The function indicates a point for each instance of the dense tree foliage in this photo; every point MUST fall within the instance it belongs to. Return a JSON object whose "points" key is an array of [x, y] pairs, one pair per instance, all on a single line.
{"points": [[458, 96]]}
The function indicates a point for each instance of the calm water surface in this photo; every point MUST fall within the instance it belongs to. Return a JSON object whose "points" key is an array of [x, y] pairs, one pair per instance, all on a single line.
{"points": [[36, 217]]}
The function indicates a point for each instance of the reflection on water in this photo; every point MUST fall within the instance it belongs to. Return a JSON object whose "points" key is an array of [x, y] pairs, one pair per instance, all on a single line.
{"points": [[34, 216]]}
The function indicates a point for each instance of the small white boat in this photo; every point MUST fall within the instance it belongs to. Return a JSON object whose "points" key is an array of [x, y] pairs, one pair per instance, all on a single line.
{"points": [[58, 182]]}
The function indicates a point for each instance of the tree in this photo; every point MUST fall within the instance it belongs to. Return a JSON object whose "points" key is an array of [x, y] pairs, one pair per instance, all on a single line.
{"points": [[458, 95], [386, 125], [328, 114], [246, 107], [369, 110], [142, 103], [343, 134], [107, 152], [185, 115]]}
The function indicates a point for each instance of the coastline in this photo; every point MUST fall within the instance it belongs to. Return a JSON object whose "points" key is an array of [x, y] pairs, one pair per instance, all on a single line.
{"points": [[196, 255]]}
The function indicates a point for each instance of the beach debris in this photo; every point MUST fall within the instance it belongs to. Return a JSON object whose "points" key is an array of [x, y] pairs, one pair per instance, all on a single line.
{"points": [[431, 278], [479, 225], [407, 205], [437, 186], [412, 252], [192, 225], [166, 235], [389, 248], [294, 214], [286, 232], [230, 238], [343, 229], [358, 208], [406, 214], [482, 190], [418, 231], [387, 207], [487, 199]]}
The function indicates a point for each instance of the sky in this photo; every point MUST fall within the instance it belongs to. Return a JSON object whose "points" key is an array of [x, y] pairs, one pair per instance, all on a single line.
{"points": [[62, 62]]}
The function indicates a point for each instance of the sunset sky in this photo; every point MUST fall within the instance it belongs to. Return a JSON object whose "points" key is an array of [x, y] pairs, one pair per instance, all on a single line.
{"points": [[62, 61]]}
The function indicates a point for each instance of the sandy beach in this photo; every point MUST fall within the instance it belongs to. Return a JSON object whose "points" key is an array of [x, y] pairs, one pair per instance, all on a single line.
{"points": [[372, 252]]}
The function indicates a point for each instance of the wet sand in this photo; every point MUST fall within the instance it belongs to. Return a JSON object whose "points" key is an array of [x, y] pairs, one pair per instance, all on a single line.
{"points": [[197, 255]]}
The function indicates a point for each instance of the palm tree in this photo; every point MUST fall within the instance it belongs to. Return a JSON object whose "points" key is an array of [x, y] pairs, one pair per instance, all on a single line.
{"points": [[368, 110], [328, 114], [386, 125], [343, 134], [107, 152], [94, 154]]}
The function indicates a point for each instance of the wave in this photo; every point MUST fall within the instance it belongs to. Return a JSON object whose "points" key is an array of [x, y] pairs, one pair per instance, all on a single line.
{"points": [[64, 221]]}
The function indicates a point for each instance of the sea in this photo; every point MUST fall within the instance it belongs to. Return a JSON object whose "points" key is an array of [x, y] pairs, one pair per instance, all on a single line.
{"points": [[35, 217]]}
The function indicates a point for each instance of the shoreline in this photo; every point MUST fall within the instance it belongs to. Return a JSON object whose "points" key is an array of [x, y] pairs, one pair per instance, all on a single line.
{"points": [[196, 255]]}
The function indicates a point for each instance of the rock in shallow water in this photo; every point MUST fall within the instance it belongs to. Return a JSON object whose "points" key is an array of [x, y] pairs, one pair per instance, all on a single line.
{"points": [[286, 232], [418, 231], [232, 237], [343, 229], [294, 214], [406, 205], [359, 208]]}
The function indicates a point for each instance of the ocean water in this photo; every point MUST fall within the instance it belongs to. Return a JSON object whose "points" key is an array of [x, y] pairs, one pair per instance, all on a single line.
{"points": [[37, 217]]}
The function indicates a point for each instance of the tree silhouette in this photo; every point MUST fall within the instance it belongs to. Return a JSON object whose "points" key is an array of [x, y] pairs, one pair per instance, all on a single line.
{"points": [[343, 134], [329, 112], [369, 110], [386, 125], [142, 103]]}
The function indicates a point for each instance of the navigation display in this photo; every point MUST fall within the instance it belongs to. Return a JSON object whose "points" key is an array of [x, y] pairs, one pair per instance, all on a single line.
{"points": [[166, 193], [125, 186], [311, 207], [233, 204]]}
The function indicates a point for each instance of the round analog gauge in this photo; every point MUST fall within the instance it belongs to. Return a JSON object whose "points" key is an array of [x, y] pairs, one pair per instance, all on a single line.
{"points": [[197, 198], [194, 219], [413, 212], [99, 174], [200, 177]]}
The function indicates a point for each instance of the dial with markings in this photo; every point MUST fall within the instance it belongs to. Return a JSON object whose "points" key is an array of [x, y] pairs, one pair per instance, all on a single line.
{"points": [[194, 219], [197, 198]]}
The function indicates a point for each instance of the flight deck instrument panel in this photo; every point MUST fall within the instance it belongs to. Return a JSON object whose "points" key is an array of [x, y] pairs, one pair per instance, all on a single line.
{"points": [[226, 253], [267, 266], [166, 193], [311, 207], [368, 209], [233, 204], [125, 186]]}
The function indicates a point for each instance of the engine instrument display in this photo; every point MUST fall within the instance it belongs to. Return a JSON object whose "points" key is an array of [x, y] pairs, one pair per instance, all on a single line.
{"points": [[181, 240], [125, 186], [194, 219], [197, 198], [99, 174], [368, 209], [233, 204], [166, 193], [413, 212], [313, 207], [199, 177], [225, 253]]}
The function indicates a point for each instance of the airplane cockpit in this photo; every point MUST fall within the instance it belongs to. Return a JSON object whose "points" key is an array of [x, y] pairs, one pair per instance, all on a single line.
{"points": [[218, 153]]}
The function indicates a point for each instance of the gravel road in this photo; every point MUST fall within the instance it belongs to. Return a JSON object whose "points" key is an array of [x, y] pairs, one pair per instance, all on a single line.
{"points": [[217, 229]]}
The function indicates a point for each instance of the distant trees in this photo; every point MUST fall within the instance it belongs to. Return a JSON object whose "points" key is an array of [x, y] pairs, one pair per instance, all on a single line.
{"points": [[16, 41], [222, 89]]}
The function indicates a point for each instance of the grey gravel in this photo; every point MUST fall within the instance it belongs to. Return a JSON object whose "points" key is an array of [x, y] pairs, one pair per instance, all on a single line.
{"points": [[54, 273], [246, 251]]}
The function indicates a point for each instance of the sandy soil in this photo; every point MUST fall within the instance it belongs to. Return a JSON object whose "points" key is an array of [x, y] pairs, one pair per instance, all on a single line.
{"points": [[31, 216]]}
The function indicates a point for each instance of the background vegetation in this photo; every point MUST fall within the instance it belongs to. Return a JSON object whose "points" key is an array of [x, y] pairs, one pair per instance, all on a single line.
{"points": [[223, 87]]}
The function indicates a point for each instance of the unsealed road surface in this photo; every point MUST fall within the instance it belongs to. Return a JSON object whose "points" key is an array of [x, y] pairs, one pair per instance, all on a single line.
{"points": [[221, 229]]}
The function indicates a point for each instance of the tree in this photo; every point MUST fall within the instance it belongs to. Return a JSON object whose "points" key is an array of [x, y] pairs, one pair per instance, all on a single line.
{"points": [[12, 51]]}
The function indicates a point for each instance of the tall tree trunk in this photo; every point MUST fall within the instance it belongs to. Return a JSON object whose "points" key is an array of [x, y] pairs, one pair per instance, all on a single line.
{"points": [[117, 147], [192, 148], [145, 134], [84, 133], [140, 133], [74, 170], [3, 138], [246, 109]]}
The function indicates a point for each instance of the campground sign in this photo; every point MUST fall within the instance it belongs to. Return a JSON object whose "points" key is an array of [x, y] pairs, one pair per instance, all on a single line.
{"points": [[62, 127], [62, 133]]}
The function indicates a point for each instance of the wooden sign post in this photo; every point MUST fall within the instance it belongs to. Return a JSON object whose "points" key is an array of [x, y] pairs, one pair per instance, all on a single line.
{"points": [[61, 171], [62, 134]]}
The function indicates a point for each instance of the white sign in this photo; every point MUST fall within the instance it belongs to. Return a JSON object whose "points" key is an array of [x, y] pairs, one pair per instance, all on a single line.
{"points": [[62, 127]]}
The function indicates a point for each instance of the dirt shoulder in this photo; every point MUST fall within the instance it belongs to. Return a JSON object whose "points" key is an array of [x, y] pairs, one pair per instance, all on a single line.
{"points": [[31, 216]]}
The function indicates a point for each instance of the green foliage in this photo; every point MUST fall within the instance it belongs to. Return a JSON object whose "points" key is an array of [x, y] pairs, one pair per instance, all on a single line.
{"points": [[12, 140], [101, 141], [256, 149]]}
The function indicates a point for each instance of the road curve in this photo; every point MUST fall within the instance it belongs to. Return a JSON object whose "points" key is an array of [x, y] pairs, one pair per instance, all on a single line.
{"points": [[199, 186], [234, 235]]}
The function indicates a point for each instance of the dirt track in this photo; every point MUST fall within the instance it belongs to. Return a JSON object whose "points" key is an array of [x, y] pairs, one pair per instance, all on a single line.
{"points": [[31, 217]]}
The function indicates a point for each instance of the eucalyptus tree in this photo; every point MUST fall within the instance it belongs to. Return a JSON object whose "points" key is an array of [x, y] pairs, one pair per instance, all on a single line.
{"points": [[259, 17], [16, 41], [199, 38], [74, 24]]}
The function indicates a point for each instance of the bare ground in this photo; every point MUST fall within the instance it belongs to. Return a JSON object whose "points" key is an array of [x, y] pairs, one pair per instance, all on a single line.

━━━━

PROMPT: Your task is to extract the lines running from the one with "of the eucalyptus" to the end of the material, inclusive, copying each exactly and adding nothing.

EXERCISE RESPONSE:
The function indicates a point for each instance of the eucalyptus tree in this photo; every point MUST fall within the instance it belongs to. Return a JSON object whose "points" key is an array of [x, y] pairs, one pair per instance, all on a single line.
{"points": [[259, 17], [16, 41], [199, 38], [74, 24]]}
The function indicates a point for each instance of the bare ground in this photo; every point MUST fall within the instance it belongs to. Return a JSON object whose "points" key is an array of [x, y] pairs, one pair per instance, all on a single line.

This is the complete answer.